- **Task**:
Reproduce the text on U.S. transfer pricing rules below word for word, from its first sentence through its final bullet point.

- **Extract to read**:
•••
The Internal Revenue Service (IRS) governs transfer pricing regulations in the United States. The IRS has issued guidelines and regulations to ensure that multinational companies adhere to the arm’s length principle and comply with the regulations outlined in Internal Revenue Code (IRC) Section 482. IRC Section 482 provides the legal basis and authority for the IRS to allocate income, deductions, credits, or allowances among related entities to prevent tax evasion by multinational corporations.

The arm’s length principle is a fundamental concept in global transfer pricing that aims to ensure that related-party transactions are conducted under terms and conditions that would potentially exist between unrelated parties in the market. In other words, it directs that multinational corporations should set their transfer prices for transactions between related entities as if they were dealing with independent third parties. It is important to note that this principle applies to both parties in the transaction and, as a result, transfer pricing compliance should be evaluated in both tax jurisdictions.

It is a somewhat common misconception that transfer pricing concerns are limited to the prices charged on the sale or purchase of tangible goods between related parties. In actuality, it is important to maintain arm’s length transfer pricing for all material intercompany transactions, which may include:

  • Manufacture of tangible goods on behalf of a related party;
  • Distribution of tangible goods on behalf of a related party;
  • Provision of services, including sourcing/procurement, sales and marketing, research and development, engineering, logistics, or any back-office services provided on behalf of a related party;
  • Transfer or license of intellectual property; or
  • Financial transactions, such as intercompany lending, borrowing, or guarantees.
•••
- **Data extract**:
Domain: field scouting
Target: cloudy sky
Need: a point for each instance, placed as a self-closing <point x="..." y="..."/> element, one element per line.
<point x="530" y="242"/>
•••
- **Solution**:
The Internal Revenue Service (IRS) governs transfer pricing regulations in the United States. The IRS has issued guidelines and regulations to ensure that multinational companies adhere to the arm’s length principle and comply with the regulations outlined in Internal Revenue Code (IRC) Section 482. IRC Section 482 provides the legal basis and authority for the IRS to allocate income, deductions, credits, or allowances among related entities to prevent tax evasion by multinational corporations.

The arm’s length principle is a fundamental concept in global transfer pricing that aims to ensure that related-party transactions are conducted under terms and conditions that would potentially exist between unrelated parties in the market. In other words, it directs that multinational corporations should set their transfer prices for transactions between related entities as if they were dealing with independent third parties. It is important to note that this principle applies to both parties in the transaction and, as a result, transfer pricing compliance should be evaluated in both tax jurisdictions.

It is a somewhat common misconception that transfer pricing concerns are limited to the prices charged on the sale or purchase of tangible goods between related parties. In actuality, it is important to maintain arm’s length transfer pricing for all material intercompany transactions, which may include:

  • Manufacture of tangible goods on behalf of a related party;
  • Distribution of tangible goods on behalf of a related party;
  • Provision of services, including sourcing/procurement, sales and marketing, research and development, engineering, logistics, or any back-office services provided on behalf of a related party;
  • Transfer or license of intellectual property; or
  • Financial transactions, such as intercompany lending, borrowing, or guarantees.